**WHAT YOU HAVE TO DO**.
Find each line in the rows below that contains the string "white", matching case exactly, and copy those lines out in full.

*** Opening of SUPPLIED MATERIAL ***

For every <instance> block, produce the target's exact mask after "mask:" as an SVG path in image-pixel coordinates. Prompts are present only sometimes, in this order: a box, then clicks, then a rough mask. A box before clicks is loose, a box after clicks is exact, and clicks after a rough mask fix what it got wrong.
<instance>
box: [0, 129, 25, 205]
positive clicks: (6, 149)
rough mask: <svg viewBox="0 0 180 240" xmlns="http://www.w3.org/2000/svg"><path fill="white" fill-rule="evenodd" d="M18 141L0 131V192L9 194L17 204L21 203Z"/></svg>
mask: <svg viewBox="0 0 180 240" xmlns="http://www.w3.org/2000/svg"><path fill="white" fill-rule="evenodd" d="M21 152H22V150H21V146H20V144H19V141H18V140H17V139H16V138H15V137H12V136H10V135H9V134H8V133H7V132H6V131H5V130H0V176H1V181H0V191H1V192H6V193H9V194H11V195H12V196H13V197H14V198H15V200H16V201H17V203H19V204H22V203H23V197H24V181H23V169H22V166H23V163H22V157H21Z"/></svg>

*** Close of SUPPLIED MATERIAL ***

**YOUR RESPONSE**.
rough mask: <svg viewBox="0 0 180 240" xmlns="http://www.w3.org/2000/svg"><path fill="white" fill-rule="evenodd" d="M18 141L0 131V192L9 194L17 204L21 203Z"/></svg>
mask: <svg viewBox="0 0 180 240" xmlns="http://www.w3.org/2000/svg"><path fill="white" fill-rule="evenodd" d="M21 152H22V150H21V146H20V144H19V141H18V140H17V139H16V138H15V137H12V136H10V135H9V134H8V133H7V132H6V131H5V130H0V176H1V181H0V191H1V192H6V193H9V194H11V195H12V196H13V197H14V198H15V200H16V201H17V203H19V204H22V203H23V197H24V181H23V169H22V166H23V163H22V157H21Z"/></svg>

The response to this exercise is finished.